Written instruction A: Copy the listing below word for word, from its first line through the line that contains "(1327, 817)", including both of those lines.
═════ Extracted text
31st Ryder Cup Matches
- Dates: September 22–24, 1995
- Venue: Oak Hill Country Club East Course
- Location: Pittsford, New York, USA
- Captains: Lanny Wadkins (USA); Bernard Gallacher (Europe);
| United States | 131⁄2 | 141⁄2 | Europe |
- Europe wins the Ryder Cup

Location map
- Location within New York

= 1995 Ryder Cup =

International golf match play event in New York state

The 31st Ryder Cup Matches were held September 22–24, 1995 at the East Course of Oak Hill Country Club in Pittsford, New York, a suburb southeast of Rochester.

The European team won the competition by a margin of 14 to 13 points to win back the Cup. At the time, this was only Europe's second victory on U.S. soil, the first was eight years earlier in 1987. This was the third consecutive Ryder Cup where Bernard Gallacher captained the European side and the only victory.

Going into the Sunday singles matches, Europe trailed by 2 points, 7 to 9. For the first time, they overcame a deficit entering the singles to win the Cup. The unheralded Irish rookie Philip Walton secured victory for Europe by defeating Jay Haas 1 up. The next Ryder Cup where Europe won from behind was 2012, also held in the U.S.

==Format==
The Ryder Cup is a match play event, with each match worth one point. The competition format used in 1995 was as follows:
- Day 1 (Friday) — 4 foursome (alternate shot) matches in a morning session and 4 four-ball (better ball) matches in an afternoon session
- Day 2 (Saturday) — 4 foursome matches in a morning session and 4 four-ball matches in an afternoon session
- Day 3 (Sunday) — 12 singles matches
With a total of 28 points, 14 points were required to win the Cup, and 14 points were required for the defending champion to retain the Cup. All matches were played to a maximum of 18 holes.
══════════
═════ Stored data
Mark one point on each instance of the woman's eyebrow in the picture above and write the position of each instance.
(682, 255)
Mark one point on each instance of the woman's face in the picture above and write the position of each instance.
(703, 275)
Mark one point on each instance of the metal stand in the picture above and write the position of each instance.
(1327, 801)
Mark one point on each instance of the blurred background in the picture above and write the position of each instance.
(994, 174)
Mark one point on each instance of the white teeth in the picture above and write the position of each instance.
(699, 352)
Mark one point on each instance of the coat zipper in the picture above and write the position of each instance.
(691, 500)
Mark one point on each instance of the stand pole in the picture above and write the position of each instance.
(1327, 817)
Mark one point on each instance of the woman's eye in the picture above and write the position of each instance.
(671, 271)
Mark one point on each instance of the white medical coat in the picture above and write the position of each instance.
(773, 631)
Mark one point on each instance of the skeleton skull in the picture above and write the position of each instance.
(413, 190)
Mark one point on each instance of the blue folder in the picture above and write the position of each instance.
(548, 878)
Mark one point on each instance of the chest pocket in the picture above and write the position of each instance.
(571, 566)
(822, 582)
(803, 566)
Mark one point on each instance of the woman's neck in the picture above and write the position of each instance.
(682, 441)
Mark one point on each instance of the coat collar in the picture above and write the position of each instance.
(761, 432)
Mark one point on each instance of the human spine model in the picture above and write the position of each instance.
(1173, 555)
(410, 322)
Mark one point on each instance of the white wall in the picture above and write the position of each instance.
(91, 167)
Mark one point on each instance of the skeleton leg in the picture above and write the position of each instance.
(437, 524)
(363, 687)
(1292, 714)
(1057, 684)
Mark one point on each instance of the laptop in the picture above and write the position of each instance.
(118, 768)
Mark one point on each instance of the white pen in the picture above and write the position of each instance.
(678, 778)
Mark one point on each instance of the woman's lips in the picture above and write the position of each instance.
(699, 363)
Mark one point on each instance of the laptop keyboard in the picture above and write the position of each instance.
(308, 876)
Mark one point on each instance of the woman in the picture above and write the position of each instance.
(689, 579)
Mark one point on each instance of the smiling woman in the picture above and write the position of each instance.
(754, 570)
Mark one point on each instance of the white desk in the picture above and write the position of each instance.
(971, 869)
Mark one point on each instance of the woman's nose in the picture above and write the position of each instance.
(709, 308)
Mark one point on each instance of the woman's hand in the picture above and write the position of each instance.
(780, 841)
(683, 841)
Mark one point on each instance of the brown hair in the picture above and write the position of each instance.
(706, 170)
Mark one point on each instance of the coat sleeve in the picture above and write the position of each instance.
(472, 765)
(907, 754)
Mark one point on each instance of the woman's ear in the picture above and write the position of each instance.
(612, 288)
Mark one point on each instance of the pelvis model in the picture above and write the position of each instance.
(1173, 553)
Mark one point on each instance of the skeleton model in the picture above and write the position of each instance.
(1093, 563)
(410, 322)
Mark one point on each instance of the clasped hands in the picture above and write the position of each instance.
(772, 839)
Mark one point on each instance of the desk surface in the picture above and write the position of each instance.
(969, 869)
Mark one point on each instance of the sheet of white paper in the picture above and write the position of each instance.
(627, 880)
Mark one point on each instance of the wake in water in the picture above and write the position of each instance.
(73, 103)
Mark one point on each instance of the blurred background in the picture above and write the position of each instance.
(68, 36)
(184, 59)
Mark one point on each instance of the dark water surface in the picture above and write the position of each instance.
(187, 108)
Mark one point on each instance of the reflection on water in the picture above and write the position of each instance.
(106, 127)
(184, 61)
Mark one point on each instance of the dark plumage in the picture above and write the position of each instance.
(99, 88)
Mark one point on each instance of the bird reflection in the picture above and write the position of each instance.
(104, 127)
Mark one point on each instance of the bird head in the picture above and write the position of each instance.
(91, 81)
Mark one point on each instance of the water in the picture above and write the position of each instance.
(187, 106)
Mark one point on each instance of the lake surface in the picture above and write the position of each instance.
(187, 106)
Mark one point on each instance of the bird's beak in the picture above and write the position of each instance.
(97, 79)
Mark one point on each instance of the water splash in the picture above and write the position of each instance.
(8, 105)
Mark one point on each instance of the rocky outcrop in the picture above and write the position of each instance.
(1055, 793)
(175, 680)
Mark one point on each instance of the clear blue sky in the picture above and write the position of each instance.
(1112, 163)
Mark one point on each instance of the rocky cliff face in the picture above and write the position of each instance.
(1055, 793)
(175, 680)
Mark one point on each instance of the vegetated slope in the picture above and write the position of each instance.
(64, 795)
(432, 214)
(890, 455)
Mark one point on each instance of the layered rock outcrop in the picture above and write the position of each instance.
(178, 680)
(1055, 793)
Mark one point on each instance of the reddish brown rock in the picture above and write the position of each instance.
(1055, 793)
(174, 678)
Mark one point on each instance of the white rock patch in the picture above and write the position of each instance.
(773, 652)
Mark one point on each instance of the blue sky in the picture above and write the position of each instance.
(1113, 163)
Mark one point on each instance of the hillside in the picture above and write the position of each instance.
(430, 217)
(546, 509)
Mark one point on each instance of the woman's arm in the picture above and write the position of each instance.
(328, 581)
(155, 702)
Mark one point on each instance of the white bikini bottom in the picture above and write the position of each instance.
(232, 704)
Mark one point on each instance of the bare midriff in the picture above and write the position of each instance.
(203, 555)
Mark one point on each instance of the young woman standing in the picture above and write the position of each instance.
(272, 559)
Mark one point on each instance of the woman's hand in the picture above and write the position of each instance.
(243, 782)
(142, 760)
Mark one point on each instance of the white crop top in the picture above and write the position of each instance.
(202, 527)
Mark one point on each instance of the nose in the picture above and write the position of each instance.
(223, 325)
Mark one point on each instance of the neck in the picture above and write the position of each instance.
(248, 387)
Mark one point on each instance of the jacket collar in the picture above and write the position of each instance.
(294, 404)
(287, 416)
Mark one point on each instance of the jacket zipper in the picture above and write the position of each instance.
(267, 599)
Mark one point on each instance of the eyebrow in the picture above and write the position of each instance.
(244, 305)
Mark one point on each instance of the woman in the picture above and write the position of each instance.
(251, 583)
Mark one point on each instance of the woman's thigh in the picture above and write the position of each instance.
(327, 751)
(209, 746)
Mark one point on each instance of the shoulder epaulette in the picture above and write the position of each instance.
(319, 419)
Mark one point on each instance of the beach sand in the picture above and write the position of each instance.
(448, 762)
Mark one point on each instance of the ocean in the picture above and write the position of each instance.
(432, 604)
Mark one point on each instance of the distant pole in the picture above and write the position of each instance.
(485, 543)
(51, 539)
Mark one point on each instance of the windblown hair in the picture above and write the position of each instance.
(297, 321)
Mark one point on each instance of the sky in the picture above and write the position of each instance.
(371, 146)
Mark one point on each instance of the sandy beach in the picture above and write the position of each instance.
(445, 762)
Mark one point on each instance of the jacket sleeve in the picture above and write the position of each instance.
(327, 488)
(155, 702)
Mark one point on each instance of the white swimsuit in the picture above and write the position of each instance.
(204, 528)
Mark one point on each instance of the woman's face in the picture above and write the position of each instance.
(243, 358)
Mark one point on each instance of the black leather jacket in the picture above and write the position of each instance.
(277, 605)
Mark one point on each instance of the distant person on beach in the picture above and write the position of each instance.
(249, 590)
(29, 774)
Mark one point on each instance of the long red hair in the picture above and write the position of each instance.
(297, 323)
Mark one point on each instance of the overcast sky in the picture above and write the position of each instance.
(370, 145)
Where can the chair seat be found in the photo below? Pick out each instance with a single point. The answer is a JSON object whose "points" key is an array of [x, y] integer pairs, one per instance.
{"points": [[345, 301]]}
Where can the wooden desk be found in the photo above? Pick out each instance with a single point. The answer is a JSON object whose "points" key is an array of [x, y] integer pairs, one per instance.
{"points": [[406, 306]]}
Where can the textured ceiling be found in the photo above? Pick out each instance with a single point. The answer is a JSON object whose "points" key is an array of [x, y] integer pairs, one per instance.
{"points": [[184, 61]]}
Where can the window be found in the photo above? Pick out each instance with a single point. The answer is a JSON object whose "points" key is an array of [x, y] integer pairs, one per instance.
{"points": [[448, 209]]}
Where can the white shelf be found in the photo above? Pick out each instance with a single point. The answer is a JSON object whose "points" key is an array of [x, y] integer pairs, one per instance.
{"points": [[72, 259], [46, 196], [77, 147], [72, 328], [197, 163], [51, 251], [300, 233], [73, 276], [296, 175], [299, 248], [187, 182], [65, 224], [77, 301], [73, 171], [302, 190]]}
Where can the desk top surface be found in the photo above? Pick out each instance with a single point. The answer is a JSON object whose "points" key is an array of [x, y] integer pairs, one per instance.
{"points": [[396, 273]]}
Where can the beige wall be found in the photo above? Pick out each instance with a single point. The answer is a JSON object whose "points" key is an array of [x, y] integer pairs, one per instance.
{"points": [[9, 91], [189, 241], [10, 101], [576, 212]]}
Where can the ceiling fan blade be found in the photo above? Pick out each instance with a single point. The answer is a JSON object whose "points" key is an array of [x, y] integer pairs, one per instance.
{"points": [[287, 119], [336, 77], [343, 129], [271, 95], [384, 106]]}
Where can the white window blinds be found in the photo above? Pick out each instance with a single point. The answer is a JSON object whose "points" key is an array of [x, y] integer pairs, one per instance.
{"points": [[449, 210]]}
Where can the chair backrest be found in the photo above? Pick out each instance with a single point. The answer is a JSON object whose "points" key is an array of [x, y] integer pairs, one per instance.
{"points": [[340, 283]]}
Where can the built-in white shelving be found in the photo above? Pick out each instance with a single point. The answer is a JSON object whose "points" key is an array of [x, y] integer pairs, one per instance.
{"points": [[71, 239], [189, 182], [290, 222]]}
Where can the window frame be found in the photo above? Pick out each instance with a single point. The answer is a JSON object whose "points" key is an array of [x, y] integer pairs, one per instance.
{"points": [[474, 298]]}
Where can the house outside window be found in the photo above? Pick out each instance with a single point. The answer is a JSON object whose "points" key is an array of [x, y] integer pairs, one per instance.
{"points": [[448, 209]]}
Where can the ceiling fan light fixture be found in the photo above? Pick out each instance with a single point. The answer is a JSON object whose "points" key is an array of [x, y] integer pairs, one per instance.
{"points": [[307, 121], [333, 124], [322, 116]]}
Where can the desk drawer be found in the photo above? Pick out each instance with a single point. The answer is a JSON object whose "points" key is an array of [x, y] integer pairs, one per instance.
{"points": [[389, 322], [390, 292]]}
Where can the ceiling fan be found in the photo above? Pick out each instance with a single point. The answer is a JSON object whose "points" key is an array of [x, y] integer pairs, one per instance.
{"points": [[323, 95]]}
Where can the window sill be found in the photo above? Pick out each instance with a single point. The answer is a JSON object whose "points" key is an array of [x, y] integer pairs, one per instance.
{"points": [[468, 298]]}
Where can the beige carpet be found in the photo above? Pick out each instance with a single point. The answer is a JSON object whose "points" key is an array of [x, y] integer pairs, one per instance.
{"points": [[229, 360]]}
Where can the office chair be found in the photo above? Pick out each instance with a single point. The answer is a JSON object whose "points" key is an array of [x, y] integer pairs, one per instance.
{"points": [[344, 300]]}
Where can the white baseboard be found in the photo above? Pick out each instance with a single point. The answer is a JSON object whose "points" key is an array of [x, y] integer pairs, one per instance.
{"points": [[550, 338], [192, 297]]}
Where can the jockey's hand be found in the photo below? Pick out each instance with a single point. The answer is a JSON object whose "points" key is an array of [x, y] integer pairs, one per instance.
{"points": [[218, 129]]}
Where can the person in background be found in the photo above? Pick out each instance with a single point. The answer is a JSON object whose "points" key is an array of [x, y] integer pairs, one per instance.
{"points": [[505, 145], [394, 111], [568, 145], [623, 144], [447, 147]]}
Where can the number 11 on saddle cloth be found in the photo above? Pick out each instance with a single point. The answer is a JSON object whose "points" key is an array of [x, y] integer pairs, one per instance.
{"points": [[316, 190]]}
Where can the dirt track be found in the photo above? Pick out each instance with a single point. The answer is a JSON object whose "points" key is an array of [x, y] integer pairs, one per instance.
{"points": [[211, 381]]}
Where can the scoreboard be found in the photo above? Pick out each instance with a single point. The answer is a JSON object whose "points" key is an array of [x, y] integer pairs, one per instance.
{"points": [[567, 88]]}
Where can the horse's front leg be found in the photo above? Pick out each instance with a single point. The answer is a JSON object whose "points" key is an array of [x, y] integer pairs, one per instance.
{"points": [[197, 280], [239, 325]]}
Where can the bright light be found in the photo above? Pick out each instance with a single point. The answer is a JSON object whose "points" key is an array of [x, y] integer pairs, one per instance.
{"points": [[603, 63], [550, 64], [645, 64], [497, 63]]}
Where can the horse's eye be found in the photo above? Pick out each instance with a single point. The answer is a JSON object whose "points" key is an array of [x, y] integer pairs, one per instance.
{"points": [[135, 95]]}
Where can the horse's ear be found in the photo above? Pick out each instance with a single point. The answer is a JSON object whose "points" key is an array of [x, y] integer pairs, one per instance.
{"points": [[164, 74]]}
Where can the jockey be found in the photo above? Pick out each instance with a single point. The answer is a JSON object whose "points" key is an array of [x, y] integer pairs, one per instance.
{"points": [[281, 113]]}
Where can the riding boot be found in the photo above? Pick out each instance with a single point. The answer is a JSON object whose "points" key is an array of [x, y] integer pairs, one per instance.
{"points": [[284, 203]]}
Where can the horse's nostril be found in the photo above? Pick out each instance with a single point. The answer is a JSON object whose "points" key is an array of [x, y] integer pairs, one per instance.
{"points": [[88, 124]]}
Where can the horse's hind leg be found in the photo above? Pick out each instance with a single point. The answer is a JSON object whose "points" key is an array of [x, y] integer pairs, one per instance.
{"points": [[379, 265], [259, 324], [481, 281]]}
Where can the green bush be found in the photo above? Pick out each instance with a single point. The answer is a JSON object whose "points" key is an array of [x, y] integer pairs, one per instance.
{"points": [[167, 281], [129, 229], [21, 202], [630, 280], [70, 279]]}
══════════
Written instruction B:
Answer these from the 1995 Ryder Cup text:
(i) Which player secured victory for Europe, and whom did he defeat?
(ii) How many singles matches were played on Sunday?
(iii) In which town is Oak Hill Country Club?

Exercise answer A:
Mark one point on each instance of the woman's eyebrow in the picture above and write the position of each instance.
(682, 255)
Mark one point on each instance of the woman's face in the picture above and write the position of each instance.
(703, 275)
Mark one point on each instance of the metal stand in the picture above and write the position of each instance.
(1327, 801)
Mark one point on each instance of the blurred background in the picture above and write the position of each instance.
(994, 174)
Mark one point on each instance of the white teeth in the picture above and write the position of each instance.
(699, 352)
Mark one point on each instance of the coat zipper in the picture above and write the position of each instance.
(691, 500)
Mark one point on each instance of the stand pole in the picture above and write the position of each instance.
(1327, 817)

Exercise answer B:
(i) Philip Walton, who defeated Jay Haas 1 up.
(ii) 12.
(iii) Pittsford, New York.